Your goal: Transcribe each line exactly.

Dataset entries
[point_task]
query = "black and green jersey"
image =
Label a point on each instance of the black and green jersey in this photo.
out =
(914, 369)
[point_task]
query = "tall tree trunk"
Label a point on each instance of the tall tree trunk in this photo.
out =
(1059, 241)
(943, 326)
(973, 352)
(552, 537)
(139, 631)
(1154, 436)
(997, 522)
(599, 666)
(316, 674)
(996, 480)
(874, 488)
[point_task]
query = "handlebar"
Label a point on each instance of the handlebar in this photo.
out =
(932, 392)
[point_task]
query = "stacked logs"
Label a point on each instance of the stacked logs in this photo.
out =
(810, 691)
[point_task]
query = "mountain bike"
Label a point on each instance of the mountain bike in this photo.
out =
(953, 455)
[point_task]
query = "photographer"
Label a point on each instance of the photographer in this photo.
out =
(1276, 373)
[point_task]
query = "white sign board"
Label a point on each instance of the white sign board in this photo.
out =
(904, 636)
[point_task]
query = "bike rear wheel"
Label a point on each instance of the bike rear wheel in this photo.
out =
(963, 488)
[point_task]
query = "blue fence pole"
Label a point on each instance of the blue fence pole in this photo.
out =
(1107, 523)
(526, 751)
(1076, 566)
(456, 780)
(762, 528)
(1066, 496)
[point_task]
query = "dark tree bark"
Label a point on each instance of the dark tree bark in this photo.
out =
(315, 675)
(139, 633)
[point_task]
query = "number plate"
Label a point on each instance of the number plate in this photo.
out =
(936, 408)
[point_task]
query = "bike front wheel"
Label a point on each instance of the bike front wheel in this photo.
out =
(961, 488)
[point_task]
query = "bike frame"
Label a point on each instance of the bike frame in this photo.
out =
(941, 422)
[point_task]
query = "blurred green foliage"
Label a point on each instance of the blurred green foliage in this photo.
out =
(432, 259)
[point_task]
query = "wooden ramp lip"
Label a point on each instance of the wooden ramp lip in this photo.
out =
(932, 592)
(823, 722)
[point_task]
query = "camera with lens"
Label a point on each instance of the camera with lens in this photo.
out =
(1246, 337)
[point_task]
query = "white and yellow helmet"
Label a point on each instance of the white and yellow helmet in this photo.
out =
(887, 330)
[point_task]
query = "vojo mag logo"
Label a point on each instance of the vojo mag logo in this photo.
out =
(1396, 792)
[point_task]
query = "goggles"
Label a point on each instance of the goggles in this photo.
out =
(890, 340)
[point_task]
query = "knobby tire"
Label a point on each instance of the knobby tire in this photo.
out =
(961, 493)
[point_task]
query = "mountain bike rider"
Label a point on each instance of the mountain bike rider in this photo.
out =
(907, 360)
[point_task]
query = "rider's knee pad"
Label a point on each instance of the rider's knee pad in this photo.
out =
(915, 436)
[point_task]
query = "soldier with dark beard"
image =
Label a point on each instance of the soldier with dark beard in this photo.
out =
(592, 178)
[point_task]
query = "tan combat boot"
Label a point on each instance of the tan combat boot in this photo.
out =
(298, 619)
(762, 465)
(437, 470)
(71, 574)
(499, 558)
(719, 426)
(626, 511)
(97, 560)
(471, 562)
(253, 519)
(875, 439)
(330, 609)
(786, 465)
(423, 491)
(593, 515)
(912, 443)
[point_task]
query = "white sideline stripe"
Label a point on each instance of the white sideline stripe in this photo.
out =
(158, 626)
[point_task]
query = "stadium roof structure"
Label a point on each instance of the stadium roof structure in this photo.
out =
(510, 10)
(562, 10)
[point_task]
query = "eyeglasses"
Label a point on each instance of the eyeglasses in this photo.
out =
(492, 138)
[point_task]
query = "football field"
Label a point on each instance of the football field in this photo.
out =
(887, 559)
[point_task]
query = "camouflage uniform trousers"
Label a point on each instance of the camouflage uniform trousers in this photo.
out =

Response to the exercise:
[point_task]
query = "black and green jersey"
image =
Label a point on each instance of the black and green jersey in this photo.
out =
(914, 369)
[point_task]
query = "tall tree trunk"
Label a point on each instance of the tall tree trunk in this photo.
out =
(1059, 241)
(943, 326)
(973, 352)
(552, 537)
(139, 631)
(1154, 436)
(997, 522)
(599, 666)
(316, 674)
(996, 480)
(874, 488)
[point_task]
query = "handlebar"
Label a point on each instance of the handlebar in this photo.
out =
(932, 392)
[point_task]
query = "stacked logs"
Label a point on each instance of the stacked logs in this photo.
out =
(810, 691)
[point_task]
query = "mountain bike"
Label a point on each instance of the mountain bike in this photo.
out =
(953, 455)
[point_task]
query = "photographer"
Label a point on each instance of the photographer in this photo.
out =
(1276, 373)
[point_task]
query = "white sign board"
Label a point on each instance of the white sign board in this photo.
out =
(904, 636)
[point_task]
query = "bike rear wheel"
Label a point on each instance of the bike rear wheel in this photo.
out =
(963, 488)
[point_task]
query = "blue fence pole"
Label a point on each instance of the blue fence pole in this photo.
out =
(1107, 523)
(526, 751)
(1076, 566)
(456, 780)
(762, 528)
(1066, 496)
[point_task]
query = "dark tree bark"
Label a point on each instance of the dark tree bark in this photo.
out =
(315, 675)
(139, 633)
[point_task]
query = "number plate"
Label a point on each instance of the number plate in this photo.
out =
(936, 408)
[point_task]
query = "bike front wheel"
Label a point on each instance of the bike front wheel in this photo.
out =
(961, 488)
[point_task]
query = "bike frame"
Label a point on each instance of the bike frame in this photo.
out =
(941, 422)
[point_task]
query = "blurred green foliage"
Label a point on each instance of the blurred green foliage in this photo.
out =
(432, 259)
[point_task]
query = "wooden ramp lip"
Label a point on each instance of the wooden ramp lip in this photo.
out =
(932, 592)
(823, 722)
[point_task]
query = "camera with lens"
Label a point on each instance of the camera with lens in this photo.
out =
(1246, 337)
[point_task]
query = "white and yellow helmet"
Label a point on each instance of the white and yellow helmet in this photo.
out =
(887, 330)
[point_task]
query = "vojo mag logo"
Label a point on each instance of the vojo mag logo in this photo.
out =
(1396, 792)
[point_task]
query = "goggles"
Label a point on each instance of the goggles in this photo.
out =
(890, 340)
[point_task]
query = "knobby tire"
Label a point on each instance of the knobby tire in this photo.
out =
(961, 493)
[point_task]
query = "mountain bike rider"
Label a point on each instance of the mountain bike rider in this photo.
out =
(907, 360)
[point_task]
query = "rider's knee pad"
Label a point on each instance of the rider's knee pad in this photo.
out =
(915, 436)
[point_task]
query = "soldier with dark beard"
image =
Label a point on each instance of the soldier with dark beard in this photo.
out =
(592, 178)
[point_task]
query = "tan combat boot"
Label a point on each instance of the tan combat boot in this photo.
out =
(298, 619)
(762, 465)
(437, 470)
(71, 574)
(499, 558)
(719, 426)
(626, 511)
(97, 560)
(471, 562)
(253, 519)
(875, 439)
(330, 609)
(786, 465)
(423, 491)
(593, 515)
(912, 443)
[point_task]
query = "white sideline stripe"
Label a point on each instance of the white sideline stripe in this photo.
out =
(158, 626)
[point_task]
query = "stadium roof structure"
Label a point on each instance of the stadium roof structure in this photo.
out =
(510, 10)
(562, 10)
[point_task]
query = "eyeglasses"
Label a point on each instance of the eyeglasses in this photo.
out =
(492, 138)
[point_task]
query = "football field"
Label a point on each instance of the football field in this photo.
out =
(887, 559)
[point_task]
query = "camouflage uniform trousers"
Label a point on each instance of the camouflage uniform trousers in this photo.
out =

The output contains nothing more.